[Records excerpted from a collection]
***

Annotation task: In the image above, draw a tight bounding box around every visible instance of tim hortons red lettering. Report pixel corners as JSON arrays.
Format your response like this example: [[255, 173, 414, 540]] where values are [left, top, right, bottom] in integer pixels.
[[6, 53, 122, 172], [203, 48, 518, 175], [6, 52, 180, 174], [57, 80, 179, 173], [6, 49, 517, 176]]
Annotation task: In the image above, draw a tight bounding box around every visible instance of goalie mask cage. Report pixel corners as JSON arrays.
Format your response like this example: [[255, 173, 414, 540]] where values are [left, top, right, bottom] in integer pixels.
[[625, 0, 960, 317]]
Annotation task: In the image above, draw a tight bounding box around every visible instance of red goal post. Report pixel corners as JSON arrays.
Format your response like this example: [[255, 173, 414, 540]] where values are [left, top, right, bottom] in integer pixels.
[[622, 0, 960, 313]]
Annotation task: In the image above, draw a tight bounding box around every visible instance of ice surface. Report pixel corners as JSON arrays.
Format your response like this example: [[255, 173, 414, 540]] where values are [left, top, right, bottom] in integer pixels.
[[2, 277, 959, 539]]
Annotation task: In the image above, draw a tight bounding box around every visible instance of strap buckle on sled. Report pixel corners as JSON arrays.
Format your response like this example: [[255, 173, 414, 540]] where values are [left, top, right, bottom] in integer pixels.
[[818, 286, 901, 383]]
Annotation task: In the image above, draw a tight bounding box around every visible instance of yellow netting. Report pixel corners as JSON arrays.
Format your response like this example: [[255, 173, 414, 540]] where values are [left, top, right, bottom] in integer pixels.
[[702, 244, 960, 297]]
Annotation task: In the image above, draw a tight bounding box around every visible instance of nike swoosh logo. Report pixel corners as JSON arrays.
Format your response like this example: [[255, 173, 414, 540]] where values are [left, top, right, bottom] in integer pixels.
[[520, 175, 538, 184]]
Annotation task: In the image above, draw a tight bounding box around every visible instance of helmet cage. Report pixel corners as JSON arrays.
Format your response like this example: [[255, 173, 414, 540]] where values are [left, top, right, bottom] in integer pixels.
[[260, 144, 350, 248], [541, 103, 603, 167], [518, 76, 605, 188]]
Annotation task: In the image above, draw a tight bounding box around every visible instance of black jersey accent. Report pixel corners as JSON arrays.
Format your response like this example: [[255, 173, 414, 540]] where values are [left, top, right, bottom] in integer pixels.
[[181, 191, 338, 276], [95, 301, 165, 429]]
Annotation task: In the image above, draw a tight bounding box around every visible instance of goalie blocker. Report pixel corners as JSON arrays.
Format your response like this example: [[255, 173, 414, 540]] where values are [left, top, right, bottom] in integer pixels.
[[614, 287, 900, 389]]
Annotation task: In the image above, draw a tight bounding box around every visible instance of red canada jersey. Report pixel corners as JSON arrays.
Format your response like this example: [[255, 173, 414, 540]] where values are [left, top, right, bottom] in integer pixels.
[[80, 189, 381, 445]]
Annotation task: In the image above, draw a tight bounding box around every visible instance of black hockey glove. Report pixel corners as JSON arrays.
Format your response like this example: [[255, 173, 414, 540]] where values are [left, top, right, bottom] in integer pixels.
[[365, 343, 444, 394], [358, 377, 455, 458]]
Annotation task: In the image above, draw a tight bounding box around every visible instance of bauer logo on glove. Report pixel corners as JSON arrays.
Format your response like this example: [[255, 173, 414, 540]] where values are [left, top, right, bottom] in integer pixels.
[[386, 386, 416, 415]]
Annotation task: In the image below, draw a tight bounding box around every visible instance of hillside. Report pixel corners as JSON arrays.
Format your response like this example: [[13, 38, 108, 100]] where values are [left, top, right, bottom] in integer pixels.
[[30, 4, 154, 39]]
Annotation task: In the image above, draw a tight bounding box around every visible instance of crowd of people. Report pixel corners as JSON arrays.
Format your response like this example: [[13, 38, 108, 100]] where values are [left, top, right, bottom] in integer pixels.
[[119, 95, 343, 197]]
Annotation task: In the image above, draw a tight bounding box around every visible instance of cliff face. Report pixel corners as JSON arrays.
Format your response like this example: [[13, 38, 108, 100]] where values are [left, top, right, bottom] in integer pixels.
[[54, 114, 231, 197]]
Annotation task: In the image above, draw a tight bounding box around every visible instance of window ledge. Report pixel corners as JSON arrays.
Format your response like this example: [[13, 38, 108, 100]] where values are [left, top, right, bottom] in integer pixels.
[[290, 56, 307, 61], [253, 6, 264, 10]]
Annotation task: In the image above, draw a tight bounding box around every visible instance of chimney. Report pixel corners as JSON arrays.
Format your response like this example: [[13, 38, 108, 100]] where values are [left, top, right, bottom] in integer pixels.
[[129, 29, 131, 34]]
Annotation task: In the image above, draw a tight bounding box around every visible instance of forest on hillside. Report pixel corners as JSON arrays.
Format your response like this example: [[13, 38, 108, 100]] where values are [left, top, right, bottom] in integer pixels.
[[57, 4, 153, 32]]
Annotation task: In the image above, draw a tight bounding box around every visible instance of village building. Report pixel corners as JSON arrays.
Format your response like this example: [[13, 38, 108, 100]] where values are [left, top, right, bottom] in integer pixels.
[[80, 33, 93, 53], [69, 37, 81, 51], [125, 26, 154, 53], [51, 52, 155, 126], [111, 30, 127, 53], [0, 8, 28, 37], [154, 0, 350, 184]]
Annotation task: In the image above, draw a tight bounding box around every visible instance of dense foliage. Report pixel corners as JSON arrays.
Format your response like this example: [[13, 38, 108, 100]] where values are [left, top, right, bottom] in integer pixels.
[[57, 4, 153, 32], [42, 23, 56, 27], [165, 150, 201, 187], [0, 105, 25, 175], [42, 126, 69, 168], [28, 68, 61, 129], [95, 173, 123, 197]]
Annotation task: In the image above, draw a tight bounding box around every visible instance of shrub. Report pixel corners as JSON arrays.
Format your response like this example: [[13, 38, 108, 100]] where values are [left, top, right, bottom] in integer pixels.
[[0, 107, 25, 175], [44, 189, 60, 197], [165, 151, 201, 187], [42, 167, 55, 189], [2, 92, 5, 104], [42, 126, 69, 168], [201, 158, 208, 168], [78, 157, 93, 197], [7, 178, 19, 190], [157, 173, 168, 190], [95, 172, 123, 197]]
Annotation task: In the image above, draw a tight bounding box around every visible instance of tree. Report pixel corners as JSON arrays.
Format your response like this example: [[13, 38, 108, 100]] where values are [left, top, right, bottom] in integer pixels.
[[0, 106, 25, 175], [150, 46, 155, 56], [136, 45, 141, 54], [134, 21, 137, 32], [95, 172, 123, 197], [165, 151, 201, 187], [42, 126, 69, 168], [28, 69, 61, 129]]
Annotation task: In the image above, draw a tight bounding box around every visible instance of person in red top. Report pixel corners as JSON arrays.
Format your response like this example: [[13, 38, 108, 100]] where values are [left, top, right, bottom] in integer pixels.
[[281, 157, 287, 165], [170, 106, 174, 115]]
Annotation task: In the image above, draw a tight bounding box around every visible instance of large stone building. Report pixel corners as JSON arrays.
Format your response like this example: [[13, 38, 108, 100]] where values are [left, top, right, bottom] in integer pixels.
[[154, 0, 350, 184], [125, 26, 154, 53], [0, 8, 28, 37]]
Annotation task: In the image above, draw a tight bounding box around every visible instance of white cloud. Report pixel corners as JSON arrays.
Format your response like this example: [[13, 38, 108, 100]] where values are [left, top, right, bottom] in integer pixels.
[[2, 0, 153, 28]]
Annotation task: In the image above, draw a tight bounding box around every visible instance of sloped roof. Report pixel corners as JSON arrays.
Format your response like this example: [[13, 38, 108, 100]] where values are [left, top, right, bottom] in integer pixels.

***

The task:
Find every line in the records that uses the string "goalie", then copy it.

Answer space:
Annotation task: In the image above, draw a tight bounding box around every visible instance of goalie mask cage. Report pixel corners as JSON arrays.
Annotation task: In the image above, draw a tight bounding box around every visible instance of goalie blocker. Report pixel corners as JSON arrays.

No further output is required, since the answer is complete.